▶

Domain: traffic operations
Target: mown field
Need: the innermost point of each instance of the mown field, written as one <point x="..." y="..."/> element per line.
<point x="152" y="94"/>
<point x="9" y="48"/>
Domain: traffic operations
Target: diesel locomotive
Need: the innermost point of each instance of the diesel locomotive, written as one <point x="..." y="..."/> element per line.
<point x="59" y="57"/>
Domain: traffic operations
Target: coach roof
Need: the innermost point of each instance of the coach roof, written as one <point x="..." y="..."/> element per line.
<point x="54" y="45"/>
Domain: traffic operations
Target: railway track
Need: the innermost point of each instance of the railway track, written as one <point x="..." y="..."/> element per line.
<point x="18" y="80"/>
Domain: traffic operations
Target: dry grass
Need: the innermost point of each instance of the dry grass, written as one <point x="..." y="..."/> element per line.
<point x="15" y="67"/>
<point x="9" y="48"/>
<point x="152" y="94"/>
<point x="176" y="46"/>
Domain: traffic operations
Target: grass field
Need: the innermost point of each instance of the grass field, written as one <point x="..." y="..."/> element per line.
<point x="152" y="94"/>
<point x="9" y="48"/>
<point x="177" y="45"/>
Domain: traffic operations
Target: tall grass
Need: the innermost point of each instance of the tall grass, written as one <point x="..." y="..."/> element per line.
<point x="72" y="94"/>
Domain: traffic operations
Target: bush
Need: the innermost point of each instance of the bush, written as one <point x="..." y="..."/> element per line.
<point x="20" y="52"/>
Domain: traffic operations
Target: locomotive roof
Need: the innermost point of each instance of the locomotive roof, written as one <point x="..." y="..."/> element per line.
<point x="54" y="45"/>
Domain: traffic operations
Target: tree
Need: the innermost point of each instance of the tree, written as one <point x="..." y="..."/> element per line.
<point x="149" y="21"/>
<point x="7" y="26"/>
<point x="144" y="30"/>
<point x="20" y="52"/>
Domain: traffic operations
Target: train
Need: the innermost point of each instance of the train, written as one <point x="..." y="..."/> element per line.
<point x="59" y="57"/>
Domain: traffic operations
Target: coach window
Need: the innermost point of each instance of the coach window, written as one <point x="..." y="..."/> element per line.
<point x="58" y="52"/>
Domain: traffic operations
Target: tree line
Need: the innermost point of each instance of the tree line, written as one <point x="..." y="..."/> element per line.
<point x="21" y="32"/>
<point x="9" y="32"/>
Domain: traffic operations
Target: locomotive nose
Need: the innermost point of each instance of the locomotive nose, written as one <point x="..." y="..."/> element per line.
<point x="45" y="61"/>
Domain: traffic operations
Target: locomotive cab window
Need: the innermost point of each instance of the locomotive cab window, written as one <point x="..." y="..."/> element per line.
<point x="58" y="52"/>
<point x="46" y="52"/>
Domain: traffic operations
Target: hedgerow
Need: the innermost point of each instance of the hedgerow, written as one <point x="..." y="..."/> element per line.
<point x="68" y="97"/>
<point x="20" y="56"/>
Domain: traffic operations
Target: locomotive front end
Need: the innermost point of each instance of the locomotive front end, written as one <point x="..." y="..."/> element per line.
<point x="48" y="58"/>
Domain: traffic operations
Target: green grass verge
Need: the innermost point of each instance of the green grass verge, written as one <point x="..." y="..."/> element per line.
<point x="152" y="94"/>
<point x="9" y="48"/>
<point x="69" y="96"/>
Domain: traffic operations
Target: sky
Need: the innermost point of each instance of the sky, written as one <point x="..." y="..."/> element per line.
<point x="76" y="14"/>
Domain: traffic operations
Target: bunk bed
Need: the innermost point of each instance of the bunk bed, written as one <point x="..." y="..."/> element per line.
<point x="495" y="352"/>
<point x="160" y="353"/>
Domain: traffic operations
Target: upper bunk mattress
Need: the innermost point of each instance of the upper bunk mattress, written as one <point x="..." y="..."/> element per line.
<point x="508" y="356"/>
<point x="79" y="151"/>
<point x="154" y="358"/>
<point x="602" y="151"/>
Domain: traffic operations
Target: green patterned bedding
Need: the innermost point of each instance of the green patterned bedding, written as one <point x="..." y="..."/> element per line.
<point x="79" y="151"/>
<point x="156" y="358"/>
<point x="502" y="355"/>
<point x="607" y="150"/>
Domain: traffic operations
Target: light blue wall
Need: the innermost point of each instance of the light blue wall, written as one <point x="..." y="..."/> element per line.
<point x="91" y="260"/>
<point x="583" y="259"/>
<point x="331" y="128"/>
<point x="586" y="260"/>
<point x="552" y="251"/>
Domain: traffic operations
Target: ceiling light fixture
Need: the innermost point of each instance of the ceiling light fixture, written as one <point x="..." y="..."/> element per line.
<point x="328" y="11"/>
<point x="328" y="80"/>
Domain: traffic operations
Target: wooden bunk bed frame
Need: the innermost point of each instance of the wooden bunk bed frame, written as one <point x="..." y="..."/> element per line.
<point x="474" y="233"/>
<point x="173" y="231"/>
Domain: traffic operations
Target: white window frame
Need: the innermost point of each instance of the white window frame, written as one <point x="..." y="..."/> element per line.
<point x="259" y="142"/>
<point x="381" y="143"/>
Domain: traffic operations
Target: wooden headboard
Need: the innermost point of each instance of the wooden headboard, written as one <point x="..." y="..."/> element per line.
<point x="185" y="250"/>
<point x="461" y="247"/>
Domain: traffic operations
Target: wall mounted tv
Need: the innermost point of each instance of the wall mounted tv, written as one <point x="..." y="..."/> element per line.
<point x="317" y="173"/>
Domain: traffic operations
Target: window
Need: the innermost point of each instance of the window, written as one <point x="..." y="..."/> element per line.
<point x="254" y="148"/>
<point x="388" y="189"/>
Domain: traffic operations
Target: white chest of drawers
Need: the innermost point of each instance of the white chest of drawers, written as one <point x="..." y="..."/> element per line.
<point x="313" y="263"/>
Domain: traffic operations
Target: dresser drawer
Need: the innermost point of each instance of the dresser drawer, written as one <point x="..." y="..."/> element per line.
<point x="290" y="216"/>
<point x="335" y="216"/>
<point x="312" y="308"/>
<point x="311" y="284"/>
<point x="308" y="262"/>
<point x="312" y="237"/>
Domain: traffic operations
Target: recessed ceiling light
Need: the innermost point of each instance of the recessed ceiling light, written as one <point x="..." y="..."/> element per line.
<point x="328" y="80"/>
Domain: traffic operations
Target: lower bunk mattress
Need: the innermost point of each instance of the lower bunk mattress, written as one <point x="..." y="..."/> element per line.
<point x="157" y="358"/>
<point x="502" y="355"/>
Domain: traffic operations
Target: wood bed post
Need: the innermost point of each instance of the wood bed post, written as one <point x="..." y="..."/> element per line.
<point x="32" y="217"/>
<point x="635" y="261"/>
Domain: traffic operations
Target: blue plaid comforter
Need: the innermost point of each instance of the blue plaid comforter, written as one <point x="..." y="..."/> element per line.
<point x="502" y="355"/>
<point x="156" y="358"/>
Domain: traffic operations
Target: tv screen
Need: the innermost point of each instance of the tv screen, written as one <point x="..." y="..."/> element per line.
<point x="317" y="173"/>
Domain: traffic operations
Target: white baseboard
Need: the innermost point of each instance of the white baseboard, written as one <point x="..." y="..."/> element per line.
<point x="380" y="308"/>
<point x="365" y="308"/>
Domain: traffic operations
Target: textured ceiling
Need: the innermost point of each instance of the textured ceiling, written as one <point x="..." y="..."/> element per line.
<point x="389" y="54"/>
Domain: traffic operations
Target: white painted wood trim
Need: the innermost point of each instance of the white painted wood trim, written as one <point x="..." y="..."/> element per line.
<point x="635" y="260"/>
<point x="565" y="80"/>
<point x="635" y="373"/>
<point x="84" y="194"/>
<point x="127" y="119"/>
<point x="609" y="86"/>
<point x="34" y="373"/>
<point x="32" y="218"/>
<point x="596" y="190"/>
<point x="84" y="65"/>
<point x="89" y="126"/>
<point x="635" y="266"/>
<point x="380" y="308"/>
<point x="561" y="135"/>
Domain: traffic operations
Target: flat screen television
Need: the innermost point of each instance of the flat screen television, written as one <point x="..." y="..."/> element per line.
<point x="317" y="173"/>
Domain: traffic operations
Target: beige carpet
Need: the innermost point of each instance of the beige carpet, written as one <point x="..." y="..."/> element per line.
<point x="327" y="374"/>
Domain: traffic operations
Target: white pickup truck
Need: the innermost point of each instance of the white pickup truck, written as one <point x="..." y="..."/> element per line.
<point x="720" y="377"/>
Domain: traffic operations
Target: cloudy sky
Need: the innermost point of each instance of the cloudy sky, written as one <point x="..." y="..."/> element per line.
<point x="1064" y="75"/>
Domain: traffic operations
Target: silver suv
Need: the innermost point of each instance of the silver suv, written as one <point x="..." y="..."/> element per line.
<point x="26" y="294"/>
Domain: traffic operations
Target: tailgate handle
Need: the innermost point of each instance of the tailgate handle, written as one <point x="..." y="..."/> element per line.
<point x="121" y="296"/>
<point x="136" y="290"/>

◀

Problem requirements -> Extract every line of the material above that contains the string "comforter". The match is case-sensitive.

The reply ->
Target: blue plaid comforter
Need: the innermost point of each instance of the blue plaid comforter, written as one <point x="..." y="..."/> element per line.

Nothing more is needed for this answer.